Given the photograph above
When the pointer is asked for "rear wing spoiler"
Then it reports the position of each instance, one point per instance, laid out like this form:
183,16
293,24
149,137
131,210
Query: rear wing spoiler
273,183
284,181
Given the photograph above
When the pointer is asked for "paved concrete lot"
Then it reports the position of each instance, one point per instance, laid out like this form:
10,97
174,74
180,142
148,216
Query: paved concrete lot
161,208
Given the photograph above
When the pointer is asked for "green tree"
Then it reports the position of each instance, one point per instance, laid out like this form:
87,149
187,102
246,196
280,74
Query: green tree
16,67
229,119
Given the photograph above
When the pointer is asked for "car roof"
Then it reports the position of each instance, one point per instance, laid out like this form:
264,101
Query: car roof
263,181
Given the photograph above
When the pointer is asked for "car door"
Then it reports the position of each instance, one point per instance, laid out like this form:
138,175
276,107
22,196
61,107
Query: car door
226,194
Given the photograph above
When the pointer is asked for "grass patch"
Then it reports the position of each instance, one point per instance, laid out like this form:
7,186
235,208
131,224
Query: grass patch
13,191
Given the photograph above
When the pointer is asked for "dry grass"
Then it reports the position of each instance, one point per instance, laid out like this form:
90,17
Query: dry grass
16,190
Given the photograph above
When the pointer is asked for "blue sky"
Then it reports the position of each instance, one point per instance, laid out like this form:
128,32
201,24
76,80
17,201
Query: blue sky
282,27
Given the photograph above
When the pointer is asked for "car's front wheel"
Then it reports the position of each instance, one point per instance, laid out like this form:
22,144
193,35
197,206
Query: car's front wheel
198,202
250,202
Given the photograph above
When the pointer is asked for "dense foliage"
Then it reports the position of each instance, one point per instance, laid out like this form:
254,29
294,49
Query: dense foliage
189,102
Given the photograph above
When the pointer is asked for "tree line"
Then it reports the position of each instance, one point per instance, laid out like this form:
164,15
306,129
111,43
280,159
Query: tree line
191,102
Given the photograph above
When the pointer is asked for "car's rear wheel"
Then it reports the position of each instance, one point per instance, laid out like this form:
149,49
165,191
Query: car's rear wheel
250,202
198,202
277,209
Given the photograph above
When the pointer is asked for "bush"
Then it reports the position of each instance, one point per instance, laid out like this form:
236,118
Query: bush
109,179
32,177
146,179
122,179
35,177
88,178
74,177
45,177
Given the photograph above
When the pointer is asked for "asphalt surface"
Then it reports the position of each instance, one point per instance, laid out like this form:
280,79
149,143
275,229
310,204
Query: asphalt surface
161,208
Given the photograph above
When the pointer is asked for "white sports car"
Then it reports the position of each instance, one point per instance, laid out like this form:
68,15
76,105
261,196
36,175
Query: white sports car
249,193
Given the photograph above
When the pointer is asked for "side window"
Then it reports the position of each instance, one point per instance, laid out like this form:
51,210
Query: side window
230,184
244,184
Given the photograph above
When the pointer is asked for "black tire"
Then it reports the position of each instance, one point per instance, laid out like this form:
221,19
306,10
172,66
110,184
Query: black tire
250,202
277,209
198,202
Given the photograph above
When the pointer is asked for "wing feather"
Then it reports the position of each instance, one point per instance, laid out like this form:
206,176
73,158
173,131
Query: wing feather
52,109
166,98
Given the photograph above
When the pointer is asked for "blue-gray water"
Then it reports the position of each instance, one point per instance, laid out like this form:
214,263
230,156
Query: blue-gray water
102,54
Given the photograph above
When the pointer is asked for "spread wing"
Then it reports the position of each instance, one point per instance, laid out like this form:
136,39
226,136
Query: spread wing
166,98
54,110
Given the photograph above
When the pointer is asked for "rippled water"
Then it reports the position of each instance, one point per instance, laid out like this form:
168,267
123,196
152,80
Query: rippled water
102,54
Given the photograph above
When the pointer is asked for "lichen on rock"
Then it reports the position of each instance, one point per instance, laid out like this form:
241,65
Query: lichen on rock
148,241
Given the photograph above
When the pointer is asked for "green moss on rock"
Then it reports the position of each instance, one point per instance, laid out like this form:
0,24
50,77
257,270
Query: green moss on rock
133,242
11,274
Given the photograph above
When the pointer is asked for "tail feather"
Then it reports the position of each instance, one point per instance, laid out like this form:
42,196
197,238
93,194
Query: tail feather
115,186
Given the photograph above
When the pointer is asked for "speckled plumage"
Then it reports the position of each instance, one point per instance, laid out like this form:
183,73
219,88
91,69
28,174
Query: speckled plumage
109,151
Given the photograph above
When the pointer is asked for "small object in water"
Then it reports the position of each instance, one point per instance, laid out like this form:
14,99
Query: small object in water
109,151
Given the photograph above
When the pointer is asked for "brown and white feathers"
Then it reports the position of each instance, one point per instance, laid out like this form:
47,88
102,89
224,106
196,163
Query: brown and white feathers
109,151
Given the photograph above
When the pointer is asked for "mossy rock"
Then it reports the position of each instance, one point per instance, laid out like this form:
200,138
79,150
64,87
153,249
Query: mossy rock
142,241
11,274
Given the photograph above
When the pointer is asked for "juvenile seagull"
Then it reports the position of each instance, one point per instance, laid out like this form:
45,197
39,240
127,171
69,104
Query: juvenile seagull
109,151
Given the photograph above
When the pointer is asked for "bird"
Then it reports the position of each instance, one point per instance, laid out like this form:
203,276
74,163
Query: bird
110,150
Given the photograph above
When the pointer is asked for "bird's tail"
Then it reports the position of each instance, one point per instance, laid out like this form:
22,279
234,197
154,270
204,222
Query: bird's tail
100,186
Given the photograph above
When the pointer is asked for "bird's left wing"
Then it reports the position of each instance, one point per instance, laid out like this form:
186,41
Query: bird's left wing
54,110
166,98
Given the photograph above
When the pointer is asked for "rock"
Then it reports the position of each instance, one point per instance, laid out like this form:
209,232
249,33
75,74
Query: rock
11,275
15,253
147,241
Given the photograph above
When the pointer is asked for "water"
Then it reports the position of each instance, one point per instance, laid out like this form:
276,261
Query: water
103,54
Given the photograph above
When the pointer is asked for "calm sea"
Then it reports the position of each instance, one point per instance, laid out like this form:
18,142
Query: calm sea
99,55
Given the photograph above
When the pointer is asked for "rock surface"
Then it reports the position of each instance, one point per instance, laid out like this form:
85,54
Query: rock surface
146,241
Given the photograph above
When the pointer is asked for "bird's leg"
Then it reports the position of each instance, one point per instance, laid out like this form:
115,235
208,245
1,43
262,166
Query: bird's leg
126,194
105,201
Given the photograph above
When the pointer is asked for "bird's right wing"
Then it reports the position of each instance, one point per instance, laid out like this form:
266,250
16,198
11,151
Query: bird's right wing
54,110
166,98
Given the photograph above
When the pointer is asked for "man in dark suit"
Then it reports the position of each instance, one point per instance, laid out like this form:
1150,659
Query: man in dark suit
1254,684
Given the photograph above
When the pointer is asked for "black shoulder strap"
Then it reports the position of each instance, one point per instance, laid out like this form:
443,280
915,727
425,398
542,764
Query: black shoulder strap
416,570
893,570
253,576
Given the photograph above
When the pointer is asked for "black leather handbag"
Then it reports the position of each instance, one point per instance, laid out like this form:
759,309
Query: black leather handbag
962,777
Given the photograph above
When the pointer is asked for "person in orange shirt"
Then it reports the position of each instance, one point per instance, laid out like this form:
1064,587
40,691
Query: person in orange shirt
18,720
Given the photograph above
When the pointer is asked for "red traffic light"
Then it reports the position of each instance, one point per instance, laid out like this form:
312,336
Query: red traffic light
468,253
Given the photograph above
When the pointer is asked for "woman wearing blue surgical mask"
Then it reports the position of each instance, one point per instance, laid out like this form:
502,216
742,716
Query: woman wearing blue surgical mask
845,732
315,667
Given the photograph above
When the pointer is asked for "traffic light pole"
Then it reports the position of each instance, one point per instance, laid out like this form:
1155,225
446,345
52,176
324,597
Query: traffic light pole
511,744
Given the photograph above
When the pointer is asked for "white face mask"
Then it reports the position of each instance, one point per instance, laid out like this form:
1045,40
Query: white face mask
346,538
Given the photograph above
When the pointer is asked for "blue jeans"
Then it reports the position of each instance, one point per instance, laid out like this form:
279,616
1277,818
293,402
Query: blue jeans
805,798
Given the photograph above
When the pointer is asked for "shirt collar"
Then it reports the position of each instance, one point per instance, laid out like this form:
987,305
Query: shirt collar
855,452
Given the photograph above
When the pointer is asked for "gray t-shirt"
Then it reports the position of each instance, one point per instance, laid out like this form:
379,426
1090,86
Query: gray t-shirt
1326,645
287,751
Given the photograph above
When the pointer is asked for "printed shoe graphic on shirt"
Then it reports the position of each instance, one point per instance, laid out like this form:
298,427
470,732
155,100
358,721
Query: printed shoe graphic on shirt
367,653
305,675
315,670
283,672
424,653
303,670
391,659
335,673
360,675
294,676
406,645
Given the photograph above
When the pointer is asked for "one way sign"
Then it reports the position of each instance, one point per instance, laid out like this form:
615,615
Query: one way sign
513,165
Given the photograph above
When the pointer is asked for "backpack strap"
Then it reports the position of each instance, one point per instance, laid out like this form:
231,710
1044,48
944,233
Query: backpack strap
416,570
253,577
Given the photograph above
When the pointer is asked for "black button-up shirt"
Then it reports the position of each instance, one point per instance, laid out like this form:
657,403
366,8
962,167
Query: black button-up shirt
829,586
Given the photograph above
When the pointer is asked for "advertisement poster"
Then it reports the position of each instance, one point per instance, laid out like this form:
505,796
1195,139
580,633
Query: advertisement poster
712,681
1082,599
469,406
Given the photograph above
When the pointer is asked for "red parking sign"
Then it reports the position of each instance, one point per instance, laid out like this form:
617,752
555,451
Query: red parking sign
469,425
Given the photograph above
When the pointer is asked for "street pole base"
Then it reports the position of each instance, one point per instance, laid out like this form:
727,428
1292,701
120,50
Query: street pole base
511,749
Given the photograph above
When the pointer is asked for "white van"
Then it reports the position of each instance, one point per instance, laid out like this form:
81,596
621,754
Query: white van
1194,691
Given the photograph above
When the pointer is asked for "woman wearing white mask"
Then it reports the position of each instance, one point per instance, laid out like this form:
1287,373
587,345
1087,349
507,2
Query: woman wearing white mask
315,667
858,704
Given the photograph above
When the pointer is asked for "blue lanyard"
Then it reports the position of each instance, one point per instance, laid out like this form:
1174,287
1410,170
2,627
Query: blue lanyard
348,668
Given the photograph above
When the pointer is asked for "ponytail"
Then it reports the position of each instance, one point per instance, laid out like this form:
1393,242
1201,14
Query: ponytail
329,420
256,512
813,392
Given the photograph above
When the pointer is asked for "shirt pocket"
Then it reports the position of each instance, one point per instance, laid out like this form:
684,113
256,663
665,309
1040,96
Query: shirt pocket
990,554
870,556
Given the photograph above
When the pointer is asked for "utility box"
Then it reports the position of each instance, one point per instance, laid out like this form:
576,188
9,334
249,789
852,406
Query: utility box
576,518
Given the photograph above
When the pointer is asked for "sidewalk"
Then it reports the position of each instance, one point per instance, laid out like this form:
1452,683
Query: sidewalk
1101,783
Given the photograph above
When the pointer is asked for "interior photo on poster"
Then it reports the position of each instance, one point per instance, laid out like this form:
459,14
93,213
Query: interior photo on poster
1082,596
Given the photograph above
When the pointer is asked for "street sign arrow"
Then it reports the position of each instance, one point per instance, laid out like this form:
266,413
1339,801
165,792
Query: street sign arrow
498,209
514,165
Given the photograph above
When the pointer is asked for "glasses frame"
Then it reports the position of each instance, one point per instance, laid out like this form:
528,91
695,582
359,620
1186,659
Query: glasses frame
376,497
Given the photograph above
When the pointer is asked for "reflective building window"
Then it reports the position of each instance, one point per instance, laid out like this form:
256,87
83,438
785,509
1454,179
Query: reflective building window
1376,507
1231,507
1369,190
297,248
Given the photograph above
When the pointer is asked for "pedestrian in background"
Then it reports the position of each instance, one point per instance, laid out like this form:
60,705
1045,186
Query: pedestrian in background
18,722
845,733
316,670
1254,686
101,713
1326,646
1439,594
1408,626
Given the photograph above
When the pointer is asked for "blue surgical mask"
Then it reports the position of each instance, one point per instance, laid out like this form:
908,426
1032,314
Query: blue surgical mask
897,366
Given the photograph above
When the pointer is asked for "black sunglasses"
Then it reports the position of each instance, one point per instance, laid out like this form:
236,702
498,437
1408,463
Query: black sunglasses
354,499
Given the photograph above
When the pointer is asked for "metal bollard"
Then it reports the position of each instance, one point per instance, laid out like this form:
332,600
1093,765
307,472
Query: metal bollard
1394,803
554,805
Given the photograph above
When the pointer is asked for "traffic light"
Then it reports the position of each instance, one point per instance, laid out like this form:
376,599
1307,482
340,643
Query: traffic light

──────────

> Set problem: Report every line in the items above that contains the string "window", copying each such line in full, and treat uppercase and lowercase as different.

> Answer to this task:
When the pointer is asked for "side window"
Query: side window
When the pointer is asked for "reflective building window"
Query: reflective building window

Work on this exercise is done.